Selected passage.
Reportedly the town sits on 5.6 square miles.

Fort Deposit was named for the fort built there under orders of General Andrew Jackson. It was a supply fort that was built to supply soldiers during the times of the Creek Indian Wars. It was incorporated February 13, 1891. It also is supposed to be the highest point between Montgomery, AL. and New Orleans, LA.

Again this information came from Wikipedia and is referenced there is anybody chooses to source it all out.

Now as I arrived in Fort Deposit I was not certain what I would see. From experience of traveling small old towns, I figured there would be some buildings that were vacant and in various stages of decay. Sadly, very seldom do I visit an older Southern Town do I not see that.

The very first thing I saw upon entering town was a gathering of people. Curious I slowed down and realized that it was a food giveaway. There were trailers with pallets of food that was being distributed. There was a line of cars with folks waiting in line to get food. This is a sight that is all too common across the country. I did not take time to even estimate how many cars there were nor how many people but I know that the length of the line was incredible to me. This added to my thoughts of how depressed our beloved Southland has become.

I rode around and took various pictures of the various places in town. This is a town that has suffered immensely. A once bustling beautiful town that is like hundreds if not thousands more across America that are nothing more than rotting down buildings. 

I say it every time I go into a town like this it breaks my heart. As I have seen on the various trips I have taken in the past and would see on this trip these towns are everywhere as I will write in blog posts to come.

Stores, post office buildings, doctor’s offices, churches, and many homes. So many times just sitting there deteriorating.

Many times, you can identify the place by the sign or remnants of a sign that is there still. Other times there is no sign and if a local does not fill you in you have no way of knowing what was there. Clothing stores, mom and pop grocery stores, all closed up. 

Overlooking the town there was a beautiful painted water tank. That is a sign of hope. It is a thing of beauty. As always that is still a sign of the future. I also saw numerous houses well kept up in the residential areas of town. That is a positive as well. Although the businesses were forced to close fortunately people are still able to. Live there. 

One beautiful thing to me was this beautiful church building. I hope somebody will chime and with comments and tell me all about it. It looks to me like it is going through some sort of renovation, which I think is awesome.

I saw other positive things here. There were other churches that were still kept. Even though there were many buildings that were empty or just there, there was life still in this town which I am glad to see.

Like so many of our southern neighbors this town will most probably be here many years to come and somehow I would not doubt it coming back to something of its former glory one day.

As always it was a pleasure to visit Fort Deposit, Alabama and hopefully I will see it again in the not too distant future and hopefully there will be signs of growth and comeback that are evident to all. 

Rambling The Southland

As many of you know that follow me on Facebook, and other sources online and even in person, I travel a lot. In fact, I have made it my mission to visit all 67 counties in Alabama within the next year. Somewhere in that timeframe I intend to visit a lot more of Mississippi as well.

Available data.
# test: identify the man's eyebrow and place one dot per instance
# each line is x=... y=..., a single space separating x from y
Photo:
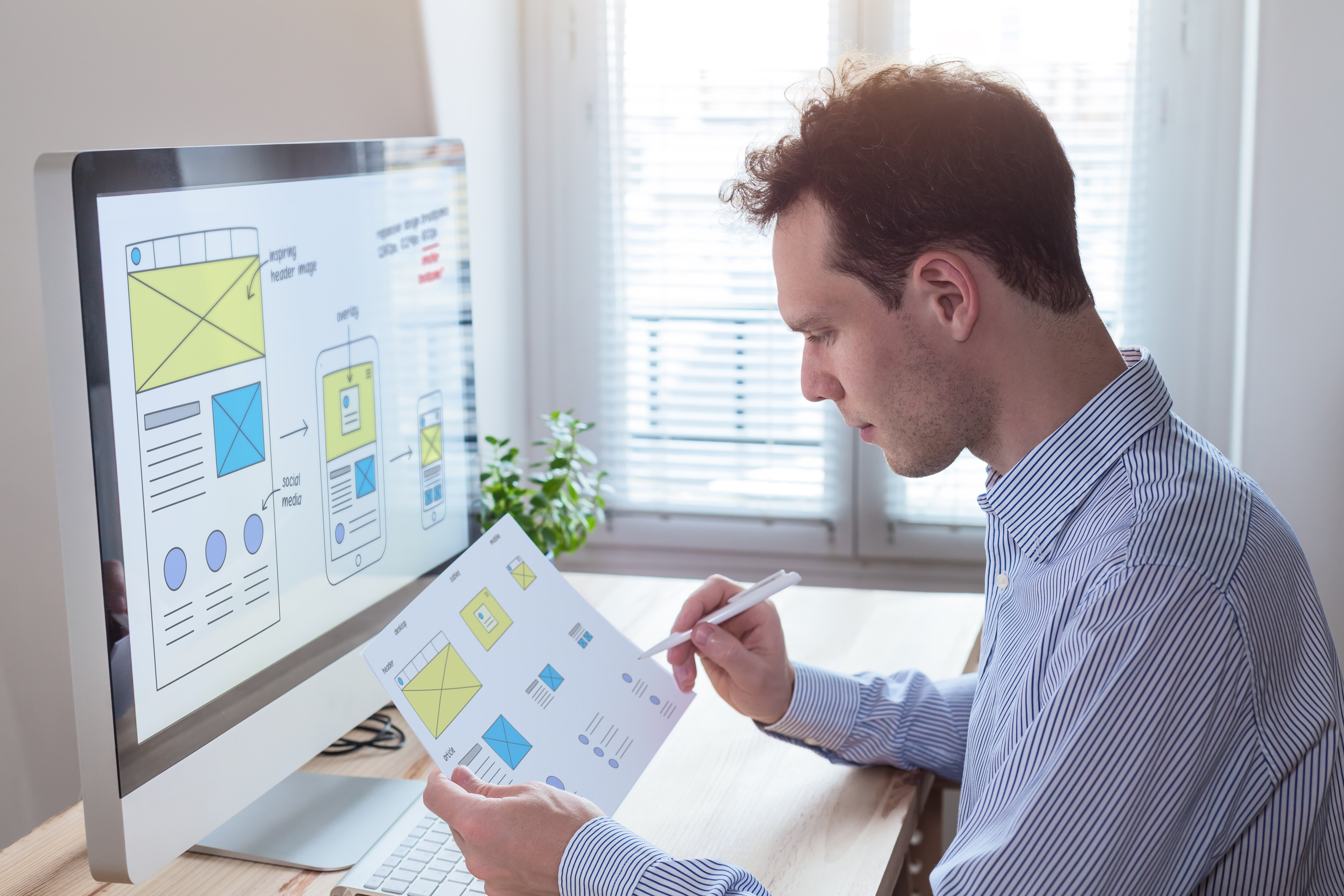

Aim.
Answer these from the Fort Deposit travel post:
(a) On whose orders was the fort that gave the town its name built?
(b) On what date was the town incorporated?
(c) How many Alabama counties does the writer plan to visit within the next year?

Full output.
(a) General Andrew Jackson
(b) February 13, 1891
(c) All 67